— Requirements —
Would you copy only the lines below, beginning with the one that contains "If you could pick out the palm" and running through the last entry line?

Begin Data listing

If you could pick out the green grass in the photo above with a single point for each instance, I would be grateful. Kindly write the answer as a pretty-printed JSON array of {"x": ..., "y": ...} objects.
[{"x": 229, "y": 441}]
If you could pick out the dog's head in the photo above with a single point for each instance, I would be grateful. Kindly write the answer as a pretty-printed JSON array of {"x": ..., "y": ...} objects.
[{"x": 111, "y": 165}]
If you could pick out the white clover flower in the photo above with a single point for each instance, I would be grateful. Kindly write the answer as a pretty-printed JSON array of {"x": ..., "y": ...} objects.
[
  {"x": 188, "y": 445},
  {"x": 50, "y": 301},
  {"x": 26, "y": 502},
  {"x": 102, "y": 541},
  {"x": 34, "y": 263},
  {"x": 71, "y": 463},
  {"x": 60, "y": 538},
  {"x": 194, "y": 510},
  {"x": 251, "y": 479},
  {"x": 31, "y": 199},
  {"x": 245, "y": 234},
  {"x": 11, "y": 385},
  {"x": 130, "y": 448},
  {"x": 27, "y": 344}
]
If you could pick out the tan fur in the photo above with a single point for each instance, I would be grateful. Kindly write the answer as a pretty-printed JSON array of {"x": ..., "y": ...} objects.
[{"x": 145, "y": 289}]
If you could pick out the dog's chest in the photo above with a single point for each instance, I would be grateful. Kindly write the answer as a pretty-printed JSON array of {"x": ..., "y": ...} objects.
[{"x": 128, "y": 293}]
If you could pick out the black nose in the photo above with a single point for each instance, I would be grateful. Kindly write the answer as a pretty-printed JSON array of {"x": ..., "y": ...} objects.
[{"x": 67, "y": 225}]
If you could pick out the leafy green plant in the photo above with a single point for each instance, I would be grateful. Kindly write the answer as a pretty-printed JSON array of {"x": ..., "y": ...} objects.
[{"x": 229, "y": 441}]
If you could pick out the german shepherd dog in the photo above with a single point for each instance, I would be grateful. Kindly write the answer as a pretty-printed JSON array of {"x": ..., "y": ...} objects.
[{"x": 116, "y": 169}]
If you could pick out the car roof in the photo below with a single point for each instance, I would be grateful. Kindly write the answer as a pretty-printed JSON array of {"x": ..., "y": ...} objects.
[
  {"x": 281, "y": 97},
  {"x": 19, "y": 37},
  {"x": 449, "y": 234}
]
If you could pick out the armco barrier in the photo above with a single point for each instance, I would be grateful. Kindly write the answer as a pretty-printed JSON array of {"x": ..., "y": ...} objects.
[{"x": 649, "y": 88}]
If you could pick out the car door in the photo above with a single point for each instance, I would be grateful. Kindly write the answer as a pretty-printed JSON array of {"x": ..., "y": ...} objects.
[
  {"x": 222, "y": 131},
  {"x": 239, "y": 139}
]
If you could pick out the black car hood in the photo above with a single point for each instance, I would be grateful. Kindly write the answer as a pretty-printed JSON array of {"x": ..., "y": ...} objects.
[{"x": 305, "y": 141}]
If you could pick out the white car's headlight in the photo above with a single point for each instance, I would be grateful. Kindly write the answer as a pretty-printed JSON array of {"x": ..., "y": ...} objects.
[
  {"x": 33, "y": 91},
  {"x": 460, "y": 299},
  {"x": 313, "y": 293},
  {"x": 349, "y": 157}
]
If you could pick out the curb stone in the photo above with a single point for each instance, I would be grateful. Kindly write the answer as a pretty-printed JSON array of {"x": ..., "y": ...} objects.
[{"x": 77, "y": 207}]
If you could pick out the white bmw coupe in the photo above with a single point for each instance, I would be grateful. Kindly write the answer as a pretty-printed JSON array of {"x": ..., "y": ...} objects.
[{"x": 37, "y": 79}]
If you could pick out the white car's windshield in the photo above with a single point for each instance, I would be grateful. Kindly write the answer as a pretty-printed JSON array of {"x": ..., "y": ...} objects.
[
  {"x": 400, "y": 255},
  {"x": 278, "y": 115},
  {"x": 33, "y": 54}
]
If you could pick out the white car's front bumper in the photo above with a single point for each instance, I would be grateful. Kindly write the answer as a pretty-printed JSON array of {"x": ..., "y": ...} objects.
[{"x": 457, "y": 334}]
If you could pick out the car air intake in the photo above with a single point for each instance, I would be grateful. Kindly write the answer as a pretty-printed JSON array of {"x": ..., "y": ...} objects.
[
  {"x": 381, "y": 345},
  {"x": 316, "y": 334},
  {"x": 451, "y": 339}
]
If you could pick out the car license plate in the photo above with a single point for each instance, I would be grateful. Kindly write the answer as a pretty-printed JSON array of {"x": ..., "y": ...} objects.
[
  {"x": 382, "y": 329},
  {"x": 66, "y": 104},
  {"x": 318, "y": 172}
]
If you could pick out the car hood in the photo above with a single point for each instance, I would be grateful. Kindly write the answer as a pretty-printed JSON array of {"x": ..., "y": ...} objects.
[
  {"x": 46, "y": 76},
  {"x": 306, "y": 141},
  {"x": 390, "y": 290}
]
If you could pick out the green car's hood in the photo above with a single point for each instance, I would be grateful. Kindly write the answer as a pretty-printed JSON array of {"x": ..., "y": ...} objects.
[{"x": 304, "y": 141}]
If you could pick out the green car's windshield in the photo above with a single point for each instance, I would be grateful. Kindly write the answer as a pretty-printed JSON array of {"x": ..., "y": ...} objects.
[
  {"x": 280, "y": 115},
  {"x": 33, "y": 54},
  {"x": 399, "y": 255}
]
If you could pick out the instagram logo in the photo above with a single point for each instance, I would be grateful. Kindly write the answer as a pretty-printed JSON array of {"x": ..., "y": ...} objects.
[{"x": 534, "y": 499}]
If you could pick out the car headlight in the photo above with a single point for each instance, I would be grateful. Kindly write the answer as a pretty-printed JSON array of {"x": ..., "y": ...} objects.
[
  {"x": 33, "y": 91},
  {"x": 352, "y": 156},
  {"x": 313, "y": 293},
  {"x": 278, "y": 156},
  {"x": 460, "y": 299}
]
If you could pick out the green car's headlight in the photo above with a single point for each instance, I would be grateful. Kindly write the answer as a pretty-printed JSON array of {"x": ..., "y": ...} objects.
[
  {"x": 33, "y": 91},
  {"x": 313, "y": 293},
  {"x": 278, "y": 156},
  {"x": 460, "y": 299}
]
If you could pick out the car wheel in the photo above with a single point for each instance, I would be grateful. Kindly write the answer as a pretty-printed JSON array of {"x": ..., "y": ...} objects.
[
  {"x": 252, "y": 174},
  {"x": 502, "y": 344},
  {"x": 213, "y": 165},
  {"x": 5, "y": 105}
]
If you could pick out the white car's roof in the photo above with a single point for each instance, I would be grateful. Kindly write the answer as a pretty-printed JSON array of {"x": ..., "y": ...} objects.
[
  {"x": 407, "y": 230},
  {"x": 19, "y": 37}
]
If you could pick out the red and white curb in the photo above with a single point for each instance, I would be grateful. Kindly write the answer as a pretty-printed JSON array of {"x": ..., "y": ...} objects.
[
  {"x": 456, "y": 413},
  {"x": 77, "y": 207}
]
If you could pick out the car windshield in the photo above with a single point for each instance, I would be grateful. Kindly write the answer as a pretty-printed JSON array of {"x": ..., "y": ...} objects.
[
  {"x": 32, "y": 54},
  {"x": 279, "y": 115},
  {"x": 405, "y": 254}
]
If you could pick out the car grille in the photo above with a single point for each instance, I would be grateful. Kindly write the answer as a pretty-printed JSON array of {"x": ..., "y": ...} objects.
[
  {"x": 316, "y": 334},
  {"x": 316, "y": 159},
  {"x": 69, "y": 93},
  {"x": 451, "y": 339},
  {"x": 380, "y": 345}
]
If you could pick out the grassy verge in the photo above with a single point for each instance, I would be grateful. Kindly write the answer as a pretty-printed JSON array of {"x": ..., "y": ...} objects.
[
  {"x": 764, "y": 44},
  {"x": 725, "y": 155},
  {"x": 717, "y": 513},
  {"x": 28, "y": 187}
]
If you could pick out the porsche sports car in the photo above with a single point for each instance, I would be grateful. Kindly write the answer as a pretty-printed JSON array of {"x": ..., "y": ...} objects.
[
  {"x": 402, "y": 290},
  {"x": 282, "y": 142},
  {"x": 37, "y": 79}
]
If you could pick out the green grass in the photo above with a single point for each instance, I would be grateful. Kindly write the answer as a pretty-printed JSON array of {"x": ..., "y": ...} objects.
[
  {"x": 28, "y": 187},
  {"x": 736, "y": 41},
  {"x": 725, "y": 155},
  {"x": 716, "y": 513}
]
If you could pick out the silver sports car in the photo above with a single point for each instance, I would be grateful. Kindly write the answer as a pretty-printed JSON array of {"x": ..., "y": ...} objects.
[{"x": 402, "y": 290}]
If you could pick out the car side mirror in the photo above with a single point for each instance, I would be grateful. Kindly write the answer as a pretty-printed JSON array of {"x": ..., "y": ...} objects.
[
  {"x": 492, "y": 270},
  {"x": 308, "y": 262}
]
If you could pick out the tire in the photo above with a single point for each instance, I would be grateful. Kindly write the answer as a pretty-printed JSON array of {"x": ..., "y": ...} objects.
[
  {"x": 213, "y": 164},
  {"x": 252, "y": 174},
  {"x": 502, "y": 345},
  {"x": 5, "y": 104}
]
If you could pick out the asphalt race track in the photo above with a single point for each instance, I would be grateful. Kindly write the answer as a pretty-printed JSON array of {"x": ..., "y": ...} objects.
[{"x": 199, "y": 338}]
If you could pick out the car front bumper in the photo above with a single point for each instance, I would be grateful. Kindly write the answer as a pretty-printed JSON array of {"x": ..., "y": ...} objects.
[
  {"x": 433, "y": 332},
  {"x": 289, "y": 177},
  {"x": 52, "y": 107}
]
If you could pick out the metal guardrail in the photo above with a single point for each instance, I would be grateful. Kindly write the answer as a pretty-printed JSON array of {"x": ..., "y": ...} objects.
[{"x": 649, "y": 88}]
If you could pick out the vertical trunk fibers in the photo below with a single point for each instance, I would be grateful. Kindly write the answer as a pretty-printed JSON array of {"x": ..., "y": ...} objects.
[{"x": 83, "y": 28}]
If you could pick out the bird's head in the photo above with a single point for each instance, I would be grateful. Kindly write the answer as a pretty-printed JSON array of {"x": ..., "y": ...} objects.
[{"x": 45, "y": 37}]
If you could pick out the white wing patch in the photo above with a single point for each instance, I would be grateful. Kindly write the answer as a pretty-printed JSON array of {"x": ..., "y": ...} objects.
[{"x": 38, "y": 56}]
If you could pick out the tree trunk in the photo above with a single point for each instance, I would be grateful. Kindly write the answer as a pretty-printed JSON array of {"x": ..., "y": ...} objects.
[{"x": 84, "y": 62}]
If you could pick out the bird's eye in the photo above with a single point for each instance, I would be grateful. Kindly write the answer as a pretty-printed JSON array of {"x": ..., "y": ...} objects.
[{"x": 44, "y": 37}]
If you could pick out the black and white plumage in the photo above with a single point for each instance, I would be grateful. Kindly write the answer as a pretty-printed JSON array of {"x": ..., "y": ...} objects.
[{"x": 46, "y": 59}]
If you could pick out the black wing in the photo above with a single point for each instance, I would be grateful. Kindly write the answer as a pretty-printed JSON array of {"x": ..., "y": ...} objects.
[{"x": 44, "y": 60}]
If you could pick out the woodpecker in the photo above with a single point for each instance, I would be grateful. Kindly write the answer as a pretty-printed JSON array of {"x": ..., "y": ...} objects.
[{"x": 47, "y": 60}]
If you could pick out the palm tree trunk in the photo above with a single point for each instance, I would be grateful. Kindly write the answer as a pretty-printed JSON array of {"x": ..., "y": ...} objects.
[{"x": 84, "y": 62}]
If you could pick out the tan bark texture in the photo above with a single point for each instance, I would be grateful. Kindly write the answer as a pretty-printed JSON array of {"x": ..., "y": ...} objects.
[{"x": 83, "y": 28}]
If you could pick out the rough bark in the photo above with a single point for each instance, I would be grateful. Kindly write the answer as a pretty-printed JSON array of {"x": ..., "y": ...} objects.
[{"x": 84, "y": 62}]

End Data listing

— The response —
If you could pick out the palm tree trunk in the photo above with a single point for each instance, I would be grateful. Kindly write the answer as a pretty-printed JSON array of {"x": ..., "y": ...} objects.
[{"x": 84, "y": 62}]
If you could pick out the tan bark texture in the photo above with a single point for each instance, I would be grateful. Kindly write the answer as a pretty-printed JSON array of {"x": ..., "y": ...} objects.
[{"x": 83, "y": 28}]
If you could pick out the rough bark in the photo above with a single point for each instance, I would be grateful. Kindly write the answer as a pretty-printed JSON array of {"x": ..., "y": ...} objects.
[{"x": 84, "y": 62}]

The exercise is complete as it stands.